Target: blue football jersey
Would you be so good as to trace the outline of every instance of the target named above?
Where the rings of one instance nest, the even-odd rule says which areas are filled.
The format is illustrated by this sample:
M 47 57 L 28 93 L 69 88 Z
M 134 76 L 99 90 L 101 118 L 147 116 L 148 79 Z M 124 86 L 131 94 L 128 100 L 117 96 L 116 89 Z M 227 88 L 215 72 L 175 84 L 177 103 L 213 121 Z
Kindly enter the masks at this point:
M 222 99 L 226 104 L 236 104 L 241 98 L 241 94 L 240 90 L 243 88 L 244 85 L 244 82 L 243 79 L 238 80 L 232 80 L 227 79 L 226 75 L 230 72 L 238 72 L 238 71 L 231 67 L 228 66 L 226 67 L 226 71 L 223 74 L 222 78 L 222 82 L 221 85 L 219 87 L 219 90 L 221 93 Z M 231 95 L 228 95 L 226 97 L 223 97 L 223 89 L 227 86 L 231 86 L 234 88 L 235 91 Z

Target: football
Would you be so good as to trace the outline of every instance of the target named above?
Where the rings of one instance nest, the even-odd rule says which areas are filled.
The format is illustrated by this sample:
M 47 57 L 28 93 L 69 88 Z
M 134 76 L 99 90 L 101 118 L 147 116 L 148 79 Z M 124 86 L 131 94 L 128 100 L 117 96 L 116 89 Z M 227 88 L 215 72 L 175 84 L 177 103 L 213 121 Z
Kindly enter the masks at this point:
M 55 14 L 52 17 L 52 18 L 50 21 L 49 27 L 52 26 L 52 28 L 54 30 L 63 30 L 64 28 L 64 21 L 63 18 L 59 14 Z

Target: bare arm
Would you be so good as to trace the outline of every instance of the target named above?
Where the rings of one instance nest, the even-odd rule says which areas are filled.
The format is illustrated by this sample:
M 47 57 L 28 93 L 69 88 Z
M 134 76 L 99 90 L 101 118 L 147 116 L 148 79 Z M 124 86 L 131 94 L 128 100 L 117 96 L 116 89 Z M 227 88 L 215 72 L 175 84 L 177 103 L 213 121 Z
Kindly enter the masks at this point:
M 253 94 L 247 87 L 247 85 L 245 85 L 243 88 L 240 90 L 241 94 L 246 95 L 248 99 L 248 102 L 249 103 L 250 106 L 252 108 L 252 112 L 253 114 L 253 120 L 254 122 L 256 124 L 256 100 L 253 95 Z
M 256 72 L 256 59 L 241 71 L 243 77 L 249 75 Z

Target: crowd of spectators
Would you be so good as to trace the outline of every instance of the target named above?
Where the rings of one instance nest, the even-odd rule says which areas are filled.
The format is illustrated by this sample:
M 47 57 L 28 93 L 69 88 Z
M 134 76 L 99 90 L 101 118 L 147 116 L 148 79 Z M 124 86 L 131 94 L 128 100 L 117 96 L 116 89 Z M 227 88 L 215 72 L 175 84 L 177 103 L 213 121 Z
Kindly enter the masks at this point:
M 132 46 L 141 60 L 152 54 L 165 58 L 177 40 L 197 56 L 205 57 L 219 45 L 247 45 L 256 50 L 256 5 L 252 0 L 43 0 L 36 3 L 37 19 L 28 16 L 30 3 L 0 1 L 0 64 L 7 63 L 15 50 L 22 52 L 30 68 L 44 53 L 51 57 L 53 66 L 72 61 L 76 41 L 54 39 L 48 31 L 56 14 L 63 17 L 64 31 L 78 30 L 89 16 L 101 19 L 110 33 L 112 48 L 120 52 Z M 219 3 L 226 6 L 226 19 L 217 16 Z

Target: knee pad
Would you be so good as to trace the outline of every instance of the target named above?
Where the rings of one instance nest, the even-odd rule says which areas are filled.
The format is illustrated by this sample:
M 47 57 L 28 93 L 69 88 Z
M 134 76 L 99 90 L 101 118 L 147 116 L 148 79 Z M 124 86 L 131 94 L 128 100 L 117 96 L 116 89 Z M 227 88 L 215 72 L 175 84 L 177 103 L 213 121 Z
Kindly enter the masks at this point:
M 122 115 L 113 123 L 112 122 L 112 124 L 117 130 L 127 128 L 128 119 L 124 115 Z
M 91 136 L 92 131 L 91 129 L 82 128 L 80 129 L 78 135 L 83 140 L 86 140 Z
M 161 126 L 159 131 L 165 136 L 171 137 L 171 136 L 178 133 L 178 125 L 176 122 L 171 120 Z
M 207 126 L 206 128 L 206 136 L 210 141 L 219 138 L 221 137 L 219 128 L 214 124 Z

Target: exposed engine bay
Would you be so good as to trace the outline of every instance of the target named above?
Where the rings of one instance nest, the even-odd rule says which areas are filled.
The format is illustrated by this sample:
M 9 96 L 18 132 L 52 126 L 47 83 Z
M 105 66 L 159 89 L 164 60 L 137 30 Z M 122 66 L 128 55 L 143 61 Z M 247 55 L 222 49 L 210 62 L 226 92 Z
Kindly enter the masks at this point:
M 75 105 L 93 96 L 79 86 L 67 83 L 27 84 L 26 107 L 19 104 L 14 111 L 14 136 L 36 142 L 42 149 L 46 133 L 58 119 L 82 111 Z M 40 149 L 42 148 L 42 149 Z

________

▶ _WHAT IS BEING ASKED_:
Reproduce every line of the items above without any change.

▶ _RESPONSE TO THIS EXERCISE_:
Target: blue football jersey
Would you be so good as to trace the outline of every instance of the target named above?
Where the rings of one instance nest, the even-odd rule says which areas are filled.
The format is illustrated by this sample:
M 47 57 L 28 93 L 69 88 Z
M 134 76 L 99 90 L 101 118 L 147 116 L 148 79 Z M 124 86 L 131 94 L 128 100 L 117 96 L 116 89 Z M 227 88 L 215 72 L 175 84 L 177 103 L 213 121 Z
Kindly enter the masks at this point:
M 222 99 L 226 104 L 236 104 L 241 98 L 241 94 L 240 90 L 243 88 L 244 85 L 244 82 L 243 79 L 238 80 L 232 80 L 227 79 L 226 75 L 230 72 L 238 72 L 238 71 L 231 67 L 228 66 L 226 67 L 226 71 L 223 74 L 222 78 L 222 82 L 221 85 L 219 87 L 219 90 L 221 93 Z M 231 95 L 228 95 L 226 97 L 223 97 L 223 89 L 227 86 L 231 86 L 234 88 L 235 91 Z

Target: football
Would you be so good as to trace the outline of every instance of the target named above?
Where the rings of one instance nest, the even-odd rule says which areas are filled.
The format is illustrated by this sample:
M 47 57 L 28 93 L 69 88 Z
M 134 76 L 99 90 L 101 118 L 147 116 L 148 79 Z M 124 86 L 131 94 L 128 100 L 117 96 L 116 89 Z M 227 88 L 215 72 L 175 84 L 177 103 L 213 121 Z
Kindly enter the masks at this point:
M 55 14 L 52 17 L 52 18 L 50 21 L 49 27 L 52 26 L 52 28 L 54 30 L 63 30 L 64 28 L 64 21 L 63 18 L 59 14 Z

Target: bare arm
Would you be so good as to trace the outline of every instance of the target named above?
Where the rings of one instance nest, the even-odd rule says which areas are filled.
The format is illustrated by this sample:
M 47 57 L 28 93 L 69 88 Z
M 134 76 L 99 90 L 101 118 L 147 116 L 148 79 Z M 124 86 L 131 94 L 128 100 L 117 96 L 116 89 Z M 227 88 L 215 72 L 175 84 L 177 103 L 213 121 Z
Kindly enter the masks at this point:
M 253 94 L 247 87 L 247 85 L 245 85 L 243 88 L 240 90 L 241 94 L 246 95 L 248 99 L 248 102 L 249 103 L 250 106 L 252 108 L 252 112 L 253 114 L 253 120 L 254 122 L 256 124 L 256 100 L 253 95 Z
M 256 72 L 256 59 L 241 71 L 243 77 L 249 75 Z

Target: crowd of spectators
Would you be so good as to trace the outline of every instance of the target named above?
Where the rings of one instance nest, the even-odd rule says which areas are filled.
The format is illustrated by this sample:
M 47 57 L 28 93 L 69 88 Z
M 134 76 L 99 90 L 101 118 L 147 116 L 148 79 Z M 124 86 L 131 94 L 128 100 L 117 96 L 116 89 Z M 227 88 L 215 72 L 175 84 L 177 103 L 213 121 Z
Kindly enter the masks at this point:
M 132 46 L 141 60 L 152 54 L 165 58 L 177 40 L 197 56 L 205 57 L 219 45 L 247 45 L 256 50 L 256 5 L 252 0 L 43 0 L 36 3 L 37 19 L 28 16 L 30 3 L 0 1 L 0 64 L 7 63 L 15 50 L 22 52 L 30 68 L 44 53 L 51 57 L 53 66 L 72 61 L 76 41 L 54 39 L 48 31 L 56 14 L 63 17 L 64 31 L 78 30 L 89 16 L 101 19 L 110 33 L 112 48 L 120 52 Z M 219 3 L 226 6 L 226 19 L 217 16 Z

Target: knee pad
Would you be so good as to trace the outline of every instance of the target named above?
Where the rings of one instance nest, the even-odd rule says which areas are filled.
The format is illustrated by this sample:
M 47 57 L 28 93 L 69 88 Z
M 134 76 L 99 90 L 101 118 L 147 116 L 148 79 Z M 124 86 L 131 94 L 128 100 L 117 96 L 116 89 Z M 227 88 L 215 72 L 175 84 L 177 103 L 213 121 Z
Kindly enter the masks at this point:
M 122 115 L 113 123 L 112 122 L 112 124 L 117 130 L 127 128 L 128 119 L 124 115 Z
M 91 136 L 92 131 L 91 129 L 82 128 L 80 129 L 78 135 L 83 140 L 86 140 Z
M 161 126 L 159 131 L 165 136 L 171 137 L 171 136 L 178 133 L 178 125 L 176 122 L 171 120 Z
M 207 126 L 206 128 L 206 136 L 210 141 L 219 138 L 221 137 L 219 128 L 214 124 Z

Target: exposed engine bay
Would you be so good as to trace the outline of every instance of the target named above?
Where the rings of one instance nest, the even-odd rule says which areas are filled.
The format is illustrated by this sample:
M 9 96 L 18 132 L 52 126 L 47 83 Z
M 105 66 L 159 89 L 164 60 L 137 30 Z M 122 66 L 128 55 L 143 61 Z M 247 55 L 222 49 L 210 62 L 226 92 Z
Kindly enter the masks at this point:
M 75 105 L 93 96 L 79 86 L 67 83 L 27 84 L 26 107 L 19 104 L 14 111 L 14 136 L 36 142 L 42 149 L 46 133 L 58 119 L 82 111 Z M 40 149 L 42 148 L 42 149 Z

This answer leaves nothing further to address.